EXCERPT PROVIDED —
Voices in Education

Losing More This Summer: Summer Learning Loss Reconsidered
Is anyone really an educational expert? Many people, whether students or teachers, use their personal expertise as a lens for their educational wisdom. In my years of educational research and of training teachers, I have never encountered an individual who truly believes they are a bad teacher. How could this be? Clearly some people must have a better understanding of the art of teaching than others. Though knowledge is plentiful in this digital age, educators continue to disagree on some big ideas. There is an expertise dilemma where teachers and researchers paint very different pictures. Who is the real expert? This expertise dilemma led me to think about the notion of the summer learning loss.

For years, scholars issued dire warnings about the perils of summer learning loss. A recent study by Paul von Hippel1 suggests that summer learning loss is a myth. To be more accurate, the claim is that “losing” what you learn is a byproduct of how we design schools and is less of a cultural phenomenon than previously claimed. I would like to support their argument by suggesting that all students lose some information during the summer. This is simply because they are not practicing what they have been taught. How often do you use the Pythagorean Theorem? Can you tell me how Protein Synthesis works right now? While I am certain of your academic prowess I would suggest that you are not suffering from summer loss, but instead you failed to retain information that you no longer deem useful. This is simply how our brains work.

Instead of framing this as a crisis, let us consider two possible alternatives to the summer loss claim. First, if we teach content that students will encounter every day, we will create a learning scenario where students are far less likely to “lose” what they learned in academic year. For example, students who are learning the phenomena of osmosis through an exploration of how marinating meat works are likely to encounter a summer barbecue that will provide them an opportunity to demonstrate their biological expertise. Taught this way, it might be difficult for students to “lose” what they learned simply because the knowledge was made useful. Second, learning is far more than a cognitive task; it is psychological. Psychologists will tell you that how we think about ourselves dramatically impacts our learning experience. So instead of focusing on summer loss let us consider how we can build identities for students that will transcend their educational experience. Summer camps that let young women of color know that they too should consider themselves scientist, engineers, and computer scientists can do a lot to empowered them with confidence and a sense of self that will endure. Summer camps have long been the property of wealth and have rarely been places where we extend a learning environment to send messages of empowerment. Let us reconsider summer loss from this lens that suggests we can use summer to empower our young people. Summer can provide our young people with a vision of what is possible, if we move from the mindset of summer loss to the concept of summer empowerment.

DATA FOR ANALYSIS —
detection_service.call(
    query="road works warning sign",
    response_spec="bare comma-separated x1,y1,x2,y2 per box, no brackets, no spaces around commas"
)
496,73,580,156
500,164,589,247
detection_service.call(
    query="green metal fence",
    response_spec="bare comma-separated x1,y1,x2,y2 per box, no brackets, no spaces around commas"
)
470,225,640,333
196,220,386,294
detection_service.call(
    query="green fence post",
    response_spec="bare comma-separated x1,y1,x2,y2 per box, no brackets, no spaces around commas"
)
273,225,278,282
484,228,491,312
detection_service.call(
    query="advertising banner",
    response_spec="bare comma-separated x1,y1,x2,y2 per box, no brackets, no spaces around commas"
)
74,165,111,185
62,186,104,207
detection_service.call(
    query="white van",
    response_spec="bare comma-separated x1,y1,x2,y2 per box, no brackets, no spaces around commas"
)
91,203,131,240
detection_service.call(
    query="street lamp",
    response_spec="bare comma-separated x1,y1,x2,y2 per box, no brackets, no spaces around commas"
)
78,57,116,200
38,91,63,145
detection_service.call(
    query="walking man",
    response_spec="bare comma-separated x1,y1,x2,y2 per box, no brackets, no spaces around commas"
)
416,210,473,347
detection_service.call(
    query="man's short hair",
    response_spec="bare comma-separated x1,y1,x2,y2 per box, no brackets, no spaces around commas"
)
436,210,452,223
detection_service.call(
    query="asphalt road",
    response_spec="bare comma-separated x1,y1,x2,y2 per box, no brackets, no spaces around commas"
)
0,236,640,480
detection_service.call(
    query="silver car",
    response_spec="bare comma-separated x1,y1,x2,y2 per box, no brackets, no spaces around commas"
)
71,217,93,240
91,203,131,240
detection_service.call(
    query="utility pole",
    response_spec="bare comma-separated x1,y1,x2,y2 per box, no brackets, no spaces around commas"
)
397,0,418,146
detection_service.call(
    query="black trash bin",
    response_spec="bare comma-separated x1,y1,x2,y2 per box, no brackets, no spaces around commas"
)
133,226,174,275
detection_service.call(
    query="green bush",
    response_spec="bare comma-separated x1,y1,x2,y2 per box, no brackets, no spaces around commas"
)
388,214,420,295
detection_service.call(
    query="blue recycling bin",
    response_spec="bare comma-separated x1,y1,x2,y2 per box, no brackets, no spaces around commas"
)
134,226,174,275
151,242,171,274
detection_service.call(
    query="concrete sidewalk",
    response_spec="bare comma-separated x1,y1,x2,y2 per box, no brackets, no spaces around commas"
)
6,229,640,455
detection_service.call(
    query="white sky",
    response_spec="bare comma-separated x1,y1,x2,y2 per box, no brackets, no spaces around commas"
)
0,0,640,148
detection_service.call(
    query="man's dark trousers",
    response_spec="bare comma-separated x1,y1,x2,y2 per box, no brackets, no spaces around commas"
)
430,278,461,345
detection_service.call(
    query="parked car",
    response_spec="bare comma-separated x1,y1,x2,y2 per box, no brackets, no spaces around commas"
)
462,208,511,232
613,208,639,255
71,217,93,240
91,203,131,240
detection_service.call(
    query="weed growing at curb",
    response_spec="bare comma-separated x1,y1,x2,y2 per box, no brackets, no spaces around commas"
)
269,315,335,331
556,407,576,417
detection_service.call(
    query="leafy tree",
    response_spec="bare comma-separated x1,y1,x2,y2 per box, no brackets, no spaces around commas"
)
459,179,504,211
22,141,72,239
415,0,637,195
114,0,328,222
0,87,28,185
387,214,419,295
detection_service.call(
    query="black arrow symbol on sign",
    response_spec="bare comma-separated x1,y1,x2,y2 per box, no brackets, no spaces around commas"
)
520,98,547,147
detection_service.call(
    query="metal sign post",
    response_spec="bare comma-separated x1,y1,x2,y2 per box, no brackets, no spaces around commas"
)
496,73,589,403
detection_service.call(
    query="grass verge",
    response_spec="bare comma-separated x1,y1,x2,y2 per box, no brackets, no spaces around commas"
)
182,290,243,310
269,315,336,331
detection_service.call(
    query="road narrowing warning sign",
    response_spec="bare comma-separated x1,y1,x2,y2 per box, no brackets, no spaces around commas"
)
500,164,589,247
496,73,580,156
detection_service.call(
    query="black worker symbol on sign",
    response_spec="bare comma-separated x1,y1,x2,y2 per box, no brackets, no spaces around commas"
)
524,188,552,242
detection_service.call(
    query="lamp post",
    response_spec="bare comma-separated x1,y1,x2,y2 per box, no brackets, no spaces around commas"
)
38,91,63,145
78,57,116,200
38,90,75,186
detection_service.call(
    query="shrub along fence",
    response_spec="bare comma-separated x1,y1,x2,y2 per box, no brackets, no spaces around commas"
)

WHAT TO PRODUCE —
List every question the summer learning loss article poses, quoting each one in full. Answer using only the summer learning loss article.

EXERCISE RESULT —
- Is anyone really an educational expert?
- How could this be?
- Who is the real expert?
- How often do you use the Pythagorean Theorem?
- Can you tell me how Protein Synthesis works right now?